■ Rows from a dataset
###
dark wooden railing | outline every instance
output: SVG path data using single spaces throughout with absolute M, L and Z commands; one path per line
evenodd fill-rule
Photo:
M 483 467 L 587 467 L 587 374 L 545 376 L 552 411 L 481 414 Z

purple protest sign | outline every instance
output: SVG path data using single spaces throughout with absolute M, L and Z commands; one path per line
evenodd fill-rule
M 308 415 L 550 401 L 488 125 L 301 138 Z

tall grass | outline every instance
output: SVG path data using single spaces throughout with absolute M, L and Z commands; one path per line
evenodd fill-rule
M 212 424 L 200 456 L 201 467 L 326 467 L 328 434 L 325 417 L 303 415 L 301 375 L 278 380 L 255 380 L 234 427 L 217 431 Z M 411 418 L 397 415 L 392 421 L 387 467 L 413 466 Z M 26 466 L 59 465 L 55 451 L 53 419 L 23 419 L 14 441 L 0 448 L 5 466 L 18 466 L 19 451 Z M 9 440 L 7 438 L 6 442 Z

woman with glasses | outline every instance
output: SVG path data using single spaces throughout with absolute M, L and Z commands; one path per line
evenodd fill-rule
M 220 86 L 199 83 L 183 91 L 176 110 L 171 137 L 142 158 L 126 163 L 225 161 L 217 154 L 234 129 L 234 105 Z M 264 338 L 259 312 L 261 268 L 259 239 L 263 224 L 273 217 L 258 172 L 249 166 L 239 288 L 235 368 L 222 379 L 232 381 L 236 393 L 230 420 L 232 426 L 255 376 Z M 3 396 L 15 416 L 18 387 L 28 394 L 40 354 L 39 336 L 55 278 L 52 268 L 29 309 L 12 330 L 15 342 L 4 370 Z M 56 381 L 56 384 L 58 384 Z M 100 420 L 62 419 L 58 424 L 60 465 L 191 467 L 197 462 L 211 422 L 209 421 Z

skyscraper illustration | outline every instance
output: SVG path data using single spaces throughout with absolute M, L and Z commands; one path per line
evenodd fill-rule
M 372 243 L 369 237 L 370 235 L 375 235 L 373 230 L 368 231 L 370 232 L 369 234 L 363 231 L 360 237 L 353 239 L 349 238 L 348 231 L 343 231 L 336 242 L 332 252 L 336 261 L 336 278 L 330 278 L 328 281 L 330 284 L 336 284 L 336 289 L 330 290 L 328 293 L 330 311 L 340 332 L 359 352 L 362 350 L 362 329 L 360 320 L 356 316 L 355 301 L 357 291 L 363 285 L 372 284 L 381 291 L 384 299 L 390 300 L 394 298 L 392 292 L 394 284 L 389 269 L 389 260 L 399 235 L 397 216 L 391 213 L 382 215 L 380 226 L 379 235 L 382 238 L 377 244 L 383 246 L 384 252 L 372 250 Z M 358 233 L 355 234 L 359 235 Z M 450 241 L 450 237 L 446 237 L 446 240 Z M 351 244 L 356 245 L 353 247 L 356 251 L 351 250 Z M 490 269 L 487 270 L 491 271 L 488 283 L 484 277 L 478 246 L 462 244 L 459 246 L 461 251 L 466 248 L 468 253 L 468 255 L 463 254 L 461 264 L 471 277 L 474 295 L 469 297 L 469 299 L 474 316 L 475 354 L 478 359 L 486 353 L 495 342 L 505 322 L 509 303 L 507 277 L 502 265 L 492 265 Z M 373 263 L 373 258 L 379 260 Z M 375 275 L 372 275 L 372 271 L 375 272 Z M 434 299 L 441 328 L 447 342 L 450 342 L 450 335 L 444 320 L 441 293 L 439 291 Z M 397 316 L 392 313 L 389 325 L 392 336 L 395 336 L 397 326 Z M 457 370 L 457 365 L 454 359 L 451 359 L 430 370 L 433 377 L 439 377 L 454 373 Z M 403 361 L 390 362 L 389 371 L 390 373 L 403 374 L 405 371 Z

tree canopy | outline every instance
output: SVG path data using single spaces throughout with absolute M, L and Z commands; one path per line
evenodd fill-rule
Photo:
###
■ Your task
Print the data unchanged, starting with the line containing "purple protest sign | outline every instance" and continuing through the line containing "M 308 415 L 550 401 L 488 125 L 301 138 Z".

■ Output for this exercise
purple protest sign | outline every instance
output: SVG path data using single spaces throughout with absolute M, L and Z commands; one path per line
evenodd fill-rule
M 308 415 L 550 401 L 488 125 L 301 138 Z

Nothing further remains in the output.